ABOUT THIS TASK:
A single stretch of the material below is to be transcribed exactly, starting at the line with "Target: rolled-up sleeve" and ending after the line with "Target: blue jeans".

INFORMATION GIVEN:
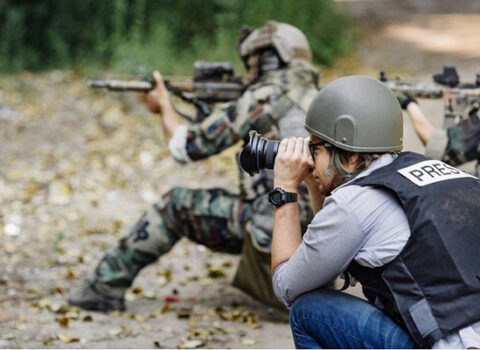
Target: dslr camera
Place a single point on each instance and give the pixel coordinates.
(258, 154)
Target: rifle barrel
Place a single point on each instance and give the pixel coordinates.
(121, 85)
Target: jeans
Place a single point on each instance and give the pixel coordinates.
(327, 318)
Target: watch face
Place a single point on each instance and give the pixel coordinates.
(276, 198)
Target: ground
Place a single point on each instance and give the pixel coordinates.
(77, 168)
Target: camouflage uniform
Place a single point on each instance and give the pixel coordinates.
(457, 144)
(275, 107)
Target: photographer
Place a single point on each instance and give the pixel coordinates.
(404, 226)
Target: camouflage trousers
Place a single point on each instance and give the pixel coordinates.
(212, 217)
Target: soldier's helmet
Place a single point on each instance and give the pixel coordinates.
(288, 41)
(357, 114)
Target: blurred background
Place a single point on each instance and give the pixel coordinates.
(77, 167)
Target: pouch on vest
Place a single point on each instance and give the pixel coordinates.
(253, 275)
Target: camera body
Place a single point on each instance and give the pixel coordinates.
(258, 154)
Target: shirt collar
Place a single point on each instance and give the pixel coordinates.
(384, 160)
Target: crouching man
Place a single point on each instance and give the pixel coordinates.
(405, 226)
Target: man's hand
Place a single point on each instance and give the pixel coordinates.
(292, 164)
(404, 99)
(158, 99)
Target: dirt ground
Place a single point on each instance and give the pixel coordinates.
(77, 168)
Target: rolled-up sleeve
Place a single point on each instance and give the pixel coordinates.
(329, 245)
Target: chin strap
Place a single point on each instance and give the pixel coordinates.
(335, 158)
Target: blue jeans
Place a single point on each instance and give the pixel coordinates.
(326, 318)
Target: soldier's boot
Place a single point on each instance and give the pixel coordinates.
(97, 296)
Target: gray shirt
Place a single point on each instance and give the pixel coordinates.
(360, 223)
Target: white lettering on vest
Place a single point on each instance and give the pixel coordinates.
(431, 171)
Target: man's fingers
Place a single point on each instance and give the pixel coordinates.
(283, 146)
(158, 78)
(306, 153)
(299, 142)
(291, 145)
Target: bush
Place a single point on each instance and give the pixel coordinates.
(138, 35)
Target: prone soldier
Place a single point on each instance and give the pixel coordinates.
(282, 83)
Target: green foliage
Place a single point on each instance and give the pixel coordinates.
(136, 36)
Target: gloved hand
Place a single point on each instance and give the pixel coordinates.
(404, 99)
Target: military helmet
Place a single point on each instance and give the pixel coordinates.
(288, 41)
(357, 114)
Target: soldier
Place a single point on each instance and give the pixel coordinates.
(456, 145)
(283, 82)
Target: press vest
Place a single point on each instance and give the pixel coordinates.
(432, 288)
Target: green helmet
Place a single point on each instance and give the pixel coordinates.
(288, 41)
(357, 114)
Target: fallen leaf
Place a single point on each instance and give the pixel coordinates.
(191, 344)
(249, 342)
(58, 289)
(67, 339)
(87, 318)
(48, 340)
(4, 317)
(184, 313)
(71, 274)
(137, 290)
(215, 272)
(146, 326)
(63, 321)
(169, 298)
(227, 263)
(115, 331)
(21, 326)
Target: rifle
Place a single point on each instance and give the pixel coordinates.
(460, 100)
(212, 82)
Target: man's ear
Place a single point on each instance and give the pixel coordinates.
(353, 161)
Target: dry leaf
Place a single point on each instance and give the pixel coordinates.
(87, 318)
(67, 339)
(48, 340)
(115, 331)
(215, 272)
(137, 290)
(191, 344)
(249, 342)
(63, 321)
(4, 317)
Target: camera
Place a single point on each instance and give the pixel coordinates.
(258, 154)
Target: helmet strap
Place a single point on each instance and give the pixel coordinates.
(335, 159)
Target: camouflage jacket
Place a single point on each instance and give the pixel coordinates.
(275, 107)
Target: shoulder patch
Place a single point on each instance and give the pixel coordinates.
(264, 92)
(432, 171)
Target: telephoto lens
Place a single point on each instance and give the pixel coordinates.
(258, 154)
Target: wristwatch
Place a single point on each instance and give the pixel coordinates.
(279, 197)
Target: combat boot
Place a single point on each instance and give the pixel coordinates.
(97, 296)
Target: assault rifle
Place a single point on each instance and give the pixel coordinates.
(460, 100)
(212, 82)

RESPONSE TO THIS TASK:
Target: rolled-up sleeve
Place a single point on each instance and give the pixel coordinates.
(329, 245)
Target: chin strap
Place a single point on each instance and give the pixel coordinates.
(335, 158)
Target: blue jeans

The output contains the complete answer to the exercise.